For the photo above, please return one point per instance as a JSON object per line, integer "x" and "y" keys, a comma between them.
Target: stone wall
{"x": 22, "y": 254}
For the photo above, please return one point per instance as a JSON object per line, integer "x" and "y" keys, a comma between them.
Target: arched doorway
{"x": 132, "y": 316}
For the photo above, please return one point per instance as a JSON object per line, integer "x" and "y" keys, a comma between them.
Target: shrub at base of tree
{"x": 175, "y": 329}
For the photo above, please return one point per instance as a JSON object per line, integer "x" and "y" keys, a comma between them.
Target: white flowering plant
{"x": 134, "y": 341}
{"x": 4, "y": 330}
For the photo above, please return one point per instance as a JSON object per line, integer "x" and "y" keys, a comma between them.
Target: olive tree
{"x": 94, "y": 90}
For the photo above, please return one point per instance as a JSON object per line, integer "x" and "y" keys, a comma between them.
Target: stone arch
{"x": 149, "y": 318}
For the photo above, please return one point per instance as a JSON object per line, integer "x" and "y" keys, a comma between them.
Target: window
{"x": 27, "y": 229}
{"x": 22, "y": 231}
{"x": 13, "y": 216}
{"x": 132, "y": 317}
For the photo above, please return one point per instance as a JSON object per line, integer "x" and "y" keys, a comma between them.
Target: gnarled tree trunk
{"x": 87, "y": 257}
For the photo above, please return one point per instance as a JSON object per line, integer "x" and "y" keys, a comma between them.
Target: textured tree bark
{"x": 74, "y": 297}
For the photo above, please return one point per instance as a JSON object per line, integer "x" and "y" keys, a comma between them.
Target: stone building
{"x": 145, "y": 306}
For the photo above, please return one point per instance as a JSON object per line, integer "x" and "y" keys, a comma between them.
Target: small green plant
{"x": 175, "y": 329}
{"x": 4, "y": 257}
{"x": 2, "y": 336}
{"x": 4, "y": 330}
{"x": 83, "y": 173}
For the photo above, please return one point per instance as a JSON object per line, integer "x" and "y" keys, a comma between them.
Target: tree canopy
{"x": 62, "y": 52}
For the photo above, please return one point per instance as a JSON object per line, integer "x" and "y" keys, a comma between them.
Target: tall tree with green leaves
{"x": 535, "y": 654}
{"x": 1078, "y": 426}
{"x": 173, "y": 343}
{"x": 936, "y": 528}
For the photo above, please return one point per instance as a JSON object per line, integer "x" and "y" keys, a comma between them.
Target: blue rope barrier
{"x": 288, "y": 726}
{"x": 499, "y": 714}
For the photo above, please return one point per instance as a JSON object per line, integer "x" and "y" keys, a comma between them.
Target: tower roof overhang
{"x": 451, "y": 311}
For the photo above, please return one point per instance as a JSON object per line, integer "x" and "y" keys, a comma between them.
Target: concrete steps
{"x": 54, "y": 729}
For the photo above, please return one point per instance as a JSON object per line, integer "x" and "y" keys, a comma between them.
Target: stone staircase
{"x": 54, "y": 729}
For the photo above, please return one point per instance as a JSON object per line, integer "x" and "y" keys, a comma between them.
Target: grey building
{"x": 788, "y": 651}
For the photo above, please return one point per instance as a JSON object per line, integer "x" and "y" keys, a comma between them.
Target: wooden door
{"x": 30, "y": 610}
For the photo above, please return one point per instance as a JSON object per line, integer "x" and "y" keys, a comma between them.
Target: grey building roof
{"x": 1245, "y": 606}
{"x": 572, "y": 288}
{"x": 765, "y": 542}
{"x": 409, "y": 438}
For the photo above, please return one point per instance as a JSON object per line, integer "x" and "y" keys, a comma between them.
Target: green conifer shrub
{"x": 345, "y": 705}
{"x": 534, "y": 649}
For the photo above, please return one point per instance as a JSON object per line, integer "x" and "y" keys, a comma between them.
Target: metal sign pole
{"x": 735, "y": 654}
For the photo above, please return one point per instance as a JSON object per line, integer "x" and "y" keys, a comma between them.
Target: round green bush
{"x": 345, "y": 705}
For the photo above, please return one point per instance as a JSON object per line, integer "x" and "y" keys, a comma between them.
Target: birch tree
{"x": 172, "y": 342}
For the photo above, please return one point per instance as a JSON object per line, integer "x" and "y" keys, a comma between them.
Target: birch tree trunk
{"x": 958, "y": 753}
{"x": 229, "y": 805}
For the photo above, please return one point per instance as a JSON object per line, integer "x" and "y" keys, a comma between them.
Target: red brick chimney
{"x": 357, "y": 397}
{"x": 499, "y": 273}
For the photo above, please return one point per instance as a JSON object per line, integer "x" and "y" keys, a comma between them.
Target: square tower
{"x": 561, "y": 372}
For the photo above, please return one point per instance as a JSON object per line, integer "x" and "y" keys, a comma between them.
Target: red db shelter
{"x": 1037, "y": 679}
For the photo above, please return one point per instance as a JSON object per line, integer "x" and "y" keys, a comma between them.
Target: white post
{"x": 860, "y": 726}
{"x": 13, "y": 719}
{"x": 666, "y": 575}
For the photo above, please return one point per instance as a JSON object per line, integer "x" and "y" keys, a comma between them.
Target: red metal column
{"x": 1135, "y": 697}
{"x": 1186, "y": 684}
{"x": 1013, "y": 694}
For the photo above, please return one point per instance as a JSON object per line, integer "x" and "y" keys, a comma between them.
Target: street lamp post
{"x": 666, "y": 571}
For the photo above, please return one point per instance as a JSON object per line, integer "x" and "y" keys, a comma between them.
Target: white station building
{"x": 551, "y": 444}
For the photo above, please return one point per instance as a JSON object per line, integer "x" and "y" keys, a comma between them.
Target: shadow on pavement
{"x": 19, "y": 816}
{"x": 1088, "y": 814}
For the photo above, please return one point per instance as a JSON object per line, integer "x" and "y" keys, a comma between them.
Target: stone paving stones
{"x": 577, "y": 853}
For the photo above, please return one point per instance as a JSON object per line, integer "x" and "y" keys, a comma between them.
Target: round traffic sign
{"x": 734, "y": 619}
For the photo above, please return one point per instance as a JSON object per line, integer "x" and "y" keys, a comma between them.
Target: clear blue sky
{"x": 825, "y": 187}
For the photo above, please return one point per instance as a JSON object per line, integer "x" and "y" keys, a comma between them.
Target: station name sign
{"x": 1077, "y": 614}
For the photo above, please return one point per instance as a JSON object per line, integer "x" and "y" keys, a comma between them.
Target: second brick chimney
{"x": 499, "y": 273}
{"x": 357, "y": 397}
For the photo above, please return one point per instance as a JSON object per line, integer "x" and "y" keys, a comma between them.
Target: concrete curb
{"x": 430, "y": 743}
============================================================
_Task details_. Whatever the number of entries above, each one is to be copied exactly.

_Response box_.
For the photo above, please return one point per instance as a JSON object per line, integer "x" and "y" keys, a comma between them.
Target: stone wall
{"x": 22, "y": 254}
For the photo above, please return one point per instance as a JSON object per line, integer "x" and "y" keys, a comma between them.
Target: arched doorway
{"x": 132, "y": 316}
For the photo above, please return one point per instance as a JSON object per line, integer "x" and "y" keys, a comma between them.
Target: shrub at base of tree
{"x": 175, "y": 329}
For the photo above, please return one point per instance as a JSON object per line, integer "x" and "y" keys, a comma between them.
Target: white flowering plant
{"x": 134, "y": 341}
{"x": 4, "y": 330}
For the photo above, please return one point per instance as a JSON object per line, integer "x" and "y" keys, a comma between them.
Target: olive tree
{"x": 94, "y": 90}
For the photo above, please return one point per instance as a JSON object per line, integer "x" and "y" keys, a comma between them.
Target: stone arch
{"x": 149, "y": 318}
For the photo above, please return one point per instance as a JSON object per line, integer "x" and "y" keys, a comma between them.
Target: window
{"x": 27, "y": 229}
{"x": 22, "y": 231}
{"x": 13, "y": 216}
{"x": 132, "y": 317}
For the photo above, please return one point per instance as a JSON object per line, integer "x" and "y" keys, a comma between them.
Target: gnarled tree trunk
{"x": 87, "y": 257}
For the photo above, please return one point per instance as a JSON object per line, integer "x" and "y" keys, a comma between them.
Target: textured tree bark
{"x": 74, "y": 297}
For the photo above, please return one point per instance as a JSON object per line, integer "x" and "y" keys, a comma between them.
Target: stone building
{"x": 145, "y": 306}
For the photo above, please return one point per instance as a JSON object per line, integer "x" and "y" keys, a comma between them.
Target: small green plant
{"x": 175, "y": 329}
{"x": 4, "y": 257}
{"x": 2, "y": 336}
{"x": 4, "y": 330}
{"x": 83, "y": 173}
For the photo above, please return one point per instance as a JSON object per line, integer "x" and "y" keys, a comma between them.
Target: tree canopy
{"x": 62, "y": 52}
For the photo above, please return one point per instance as a JSON object per line, integer "x" and "y" keys, a comma between them.
Target: tall tree with green leaves
{"x": 535, "y": 654}
{"x": 1078, "y": 426}
{"x": 173, "y": 343}
{"x": 936, "y": 528}
For the photo above, please return one point per instance as a JSON object per line, integer "x" and "y" keys, a comma between them.
Target: blue rope barrier
{"x": 288, "y": 726}
{"x": 499, "y": 714}
For the photo above, please return one point per instance as a JSON object per line, integer "x" and "y" keys, a comma between them.
Target: tower roof overhang
{"x": 451, "y": 311}
For the photo above, please return one point per instance as a JSON object per line, integer "x" and "y" keys, a comma between them.
Target: concrete steps
{"x": 54, "y": 729}
For the photo above, please return one point per instance as a JSON object per line, integer "x" and "y" keys, a comma between them.
Target: stone staircase
{"x": 54, "y": 729}
For the photo above, please return one point per instance as a JSON object per line, integer "x" and "y" keys, a comma between them.
Target: grey building
{"x": 788, "y": 651}
For the photo above, please return one point per instance as a JSON object per line, integer "x" and "y" keys, a comma between them.
Target: wooden door
{"x": 30, "y": 610}
For the photo above, please return one point per instance as a JSON object per line, integer "x" and "y" keys, a comma between them.
Target: grey building roof
{"x": 1245, "y": 606}
{"x": 572, "y": 288}
{"x": 765, "y": 542}
{"x": 409, "y": 438}
For the photo above, please return one point per instance as a JSON object per line, integer "x" and "y" keys, a comma between them.
Target: green conifer shrub
{"x": 345, "y": 705}
{"x": 534, "y": 649}
For the photo above, please return one point per instance as a JSON object per line, integer "x" and "y" keys, a comma between them.
Target: metal sign pole
{"x": 735, "y": 654}
For the photo above, please return one point per instance as a JSON object per line, integer "x" and "y" keys, a comma between them.
Target: round green bush
{"x": 345, "y": 705}
For the photo above, please return one point per instance as a JSON object per line, integer "x" and "y" keys, a comma between them.
Target: birch tree
{"x": 172, "y": 342}
For the photo above, please return one point per instance as a JSON object per line, integer "x" and "y" keys, a comma between them.
Target: birch tree trunk
{"x": 958, "y": 753}
{"x": 229, "y": 805}
For the photo above, please return one point per instance as a JSON object per line, integer "x" and "y" keys, a comma between them.
Target: red brick chimney
{"x": 357, "y": 397}
{"x": 499, "y": 273}
For the photo above, please return one point per instance as a JSON object per line, integer "x" and "y" keys, a comma between them.
Target: square tower
{"x": 561, "y": 372}
For the photo above, please return one point per instance as a JSON object per line, integer "x" and "y" keys, a comma between them.
Target: red db shelter
{"x": 1037, "y": 679}
For the photo above, please return one point per instance as a JSON object per line, integer "x" and "y" keys, a comma between them.
Target: white post
{"x": 860, "y": 726}
{"x": 13, "y": 719}
{"x": 666, "y": 575}
For the photo above, please return one point per instance as a JSON object per line, integer "x" and "y" keys, a comma between them.
Target: red metal column
{"x": 1135, "y": 697}
{"x": 1186, "y": 684}
{"x": 1013, "y": 694}
For the photo above, please return one point per instance as a JSON object per line, integer "x" and "y" keys, a comma between them.
Target: street lamp post
{"x": 666, "y": 571}
For the photo above, please return one point per instance as a JSON object per line, integer "x" and "y" keys, a comma between them.
Target: white station building
{"x": 551, "y": 444}
For the photo above, please return one point per instance as a JSON object per line, integer "x" and "y" keys, a comma between them.
Target: shadow on pavement
{"x": 19, "y": 816}
{"x": 1088, "y": 814}
For the photo above, please return one point per instance as a JSON object per line, integer "x" and "y" keys, a comma between them.
Target: stone paving stones
{"x": 577, "y": 853}
For the photo above, please return one point per instance as a JSON object per line, integer "x" and "y" keys, a comma between them.
Target: round traffic sign
{"x": 734, "y": 619}
For the photo above, please return one point per instance as a JSON object per line, integer "x" and "y" keys, a comma between them.
Target: clear blue sky
{"x": 825, "y": 187}
For the photo above, please return one point per instance as a JSON object per line, integer "x" and "y" keys, a comma between them.
Target: station name sign
{"x": 1077, "y": 614}
For the photo above, please return one point per instance as a JSON object per line, integer "x" and "y" keys, a comma between them.
Target: second brick chimney
{"x": 499, "y": 273}
{"x": 357, "y": 397}
For the photo above, please return one point per instance as a JSON object per line, integer "x" and "y" keys, a comma between them.
Target: concrete curb
{"x": 430, "y": 743}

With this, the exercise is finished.